* _REQUIREMENT 1_:
Answer these questions from the Beacon passage, one per line:
(a) What structure does Beacon pass to the Sleep Mask when it is ready to sleep?
(b) Which structure holds the allocated memory data?
(c) Which two structures are populated after the syscall numbers and function pointers are resolved in the UDRL?
* _REQUIREMENT 2_: Transcribe the Beacon passage word for word between "info->beacon_info.allocatedMemory.AllocatedMemoryRegions" and "and RTL_API structures.", inclusive.

* _SOURCE_:
>> Begin

When Beacon is ready to sleep, execution is passed to the Sleep Mask with a PSLEEPMASK_INFO structure.

void sleep_mask(PSLEEPMASK_INFO info, PFUNCTION_CALL funcCall)

The allocated memory data is available inside the BEACON_INFO structure, which can be looped over and handled as desired.

info->beacon_info.allocatedMemory.AllocatedMemoryRegions

System Calls

Developers can also replace Beacon's default syscall resolver (which I believe is based on SysWhispers3(?)) with something else entirely (Hell's Gate, Halo's Gate, Tartarus' Gate, RecycledGate, etc). Resolve the syscall numbers and function pointers in the UDRL, and populate the SYSCALL_API and RTL_API structures.

>> End

* _SUPPLIED DATA_:
>> Begin

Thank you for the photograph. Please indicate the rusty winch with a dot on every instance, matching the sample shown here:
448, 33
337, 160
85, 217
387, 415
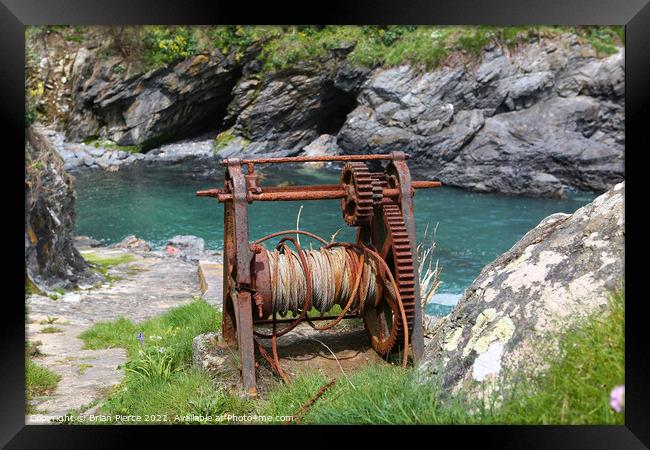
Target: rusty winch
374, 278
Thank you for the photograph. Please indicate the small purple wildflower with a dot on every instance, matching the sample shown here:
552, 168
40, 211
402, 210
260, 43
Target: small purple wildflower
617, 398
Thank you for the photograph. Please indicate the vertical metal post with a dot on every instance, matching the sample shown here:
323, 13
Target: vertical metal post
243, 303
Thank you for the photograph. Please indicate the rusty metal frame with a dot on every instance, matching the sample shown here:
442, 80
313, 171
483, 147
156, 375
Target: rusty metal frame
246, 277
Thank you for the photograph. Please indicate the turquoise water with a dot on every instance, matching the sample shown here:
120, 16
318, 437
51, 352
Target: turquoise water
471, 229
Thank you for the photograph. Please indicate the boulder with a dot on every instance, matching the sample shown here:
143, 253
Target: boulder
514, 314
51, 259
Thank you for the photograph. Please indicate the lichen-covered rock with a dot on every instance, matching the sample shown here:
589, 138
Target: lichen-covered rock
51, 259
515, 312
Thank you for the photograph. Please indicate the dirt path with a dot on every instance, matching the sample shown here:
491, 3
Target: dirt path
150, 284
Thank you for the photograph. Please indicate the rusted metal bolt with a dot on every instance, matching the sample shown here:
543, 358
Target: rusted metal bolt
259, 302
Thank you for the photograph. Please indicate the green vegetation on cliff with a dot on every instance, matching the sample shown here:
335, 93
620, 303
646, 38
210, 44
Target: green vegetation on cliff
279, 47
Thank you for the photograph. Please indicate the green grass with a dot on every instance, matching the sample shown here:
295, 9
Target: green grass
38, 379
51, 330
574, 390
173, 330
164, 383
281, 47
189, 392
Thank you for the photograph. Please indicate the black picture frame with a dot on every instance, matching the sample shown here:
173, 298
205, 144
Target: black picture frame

>> End

* _SOLUTION 1_:
(a) A PSLEEPMASK_INFO structure
(b) The BEACON_INFO structure
(c) The SYSCALL_API and RTL_API structures

* _SOLUTION 2_:
info->beacon_info.allocatedMemory.AllocatedMemoryRegions

System Calls

Developers can also replace Beacon's default syscall resolver (which I believe is based on SysWhispers3(?)) with something else entirely (Hell's Gate, Halo's Gate, Tartarus' Gate, RecycledGate, etc). Resolve the syscall numbers and function pointers in the UDRL, and populate the SYSCALL_API and RTL_API structures.